__DIRECTIONS FOR THIS TASK__. Copy the stretch from the line containing "on the bright" through the end of the records, requests included, and move every coordinate in the answers up by 51. Leave the pictures out of your copy.

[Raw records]
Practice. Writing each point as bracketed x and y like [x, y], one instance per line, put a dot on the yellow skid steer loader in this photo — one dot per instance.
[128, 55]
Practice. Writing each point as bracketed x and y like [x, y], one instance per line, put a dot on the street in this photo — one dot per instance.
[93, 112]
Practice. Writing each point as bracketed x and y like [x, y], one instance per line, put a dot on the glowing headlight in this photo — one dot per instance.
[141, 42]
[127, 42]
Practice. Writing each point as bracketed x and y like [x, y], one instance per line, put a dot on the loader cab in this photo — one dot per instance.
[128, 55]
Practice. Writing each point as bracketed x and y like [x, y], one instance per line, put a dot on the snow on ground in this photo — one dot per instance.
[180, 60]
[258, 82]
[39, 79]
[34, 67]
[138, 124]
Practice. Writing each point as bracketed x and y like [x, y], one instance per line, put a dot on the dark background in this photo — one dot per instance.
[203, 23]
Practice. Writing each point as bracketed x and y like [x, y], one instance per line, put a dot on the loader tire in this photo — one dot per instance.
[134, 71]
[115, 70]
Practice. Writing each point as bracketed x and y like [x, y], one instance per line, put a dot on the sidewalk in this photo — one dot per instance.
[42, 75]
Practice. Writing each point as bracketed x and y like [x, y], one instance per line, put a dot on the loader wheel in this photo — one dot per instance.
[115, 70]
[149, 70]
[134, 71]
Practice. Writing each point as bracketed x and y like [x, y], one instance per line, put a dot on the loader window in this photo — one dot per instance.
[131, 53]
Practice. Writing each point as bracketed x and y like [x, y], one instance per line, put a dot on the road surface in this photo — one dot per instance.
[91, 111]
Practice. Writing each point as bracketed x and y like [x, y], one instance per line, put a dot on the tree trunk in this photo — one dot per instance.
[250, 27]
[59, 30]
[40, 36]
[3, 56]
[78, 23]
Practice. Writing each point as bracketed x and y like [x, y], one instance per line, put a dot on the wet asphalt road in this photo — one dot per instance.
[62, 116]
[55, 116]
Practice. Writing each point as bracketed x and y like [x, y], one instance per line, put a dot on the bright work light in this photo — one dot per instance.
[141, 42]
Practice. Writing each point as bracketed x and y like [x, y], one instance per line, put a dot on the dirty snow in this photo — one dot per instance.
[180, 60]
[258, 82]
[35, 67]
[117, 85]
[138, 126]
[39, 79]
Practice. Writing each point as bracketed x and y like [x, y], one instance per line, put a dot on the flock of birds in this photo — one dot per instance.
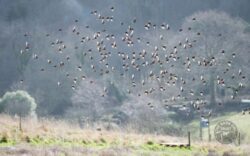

__SOLVED PROBLEM__.
Practice. Writing each point as bracketed x and y like [x, y], one instance per line, put a dot on the bright work light in this photo — one dot per instance.
[192, 93]
Practice. Writing each point as bracketed x and y like [x, y], one instance per line, put a dot on the dirty snow in this photo — one dot per instance.
[231, 111]
[309, 133]
[86, 118]
[168, 136]
[189, 177]
[90, 130]
Practice. Writing each point as bracketed x and y like [x, y], one instance per line, put a dot on the flock of birds in this photo — one dot per instance.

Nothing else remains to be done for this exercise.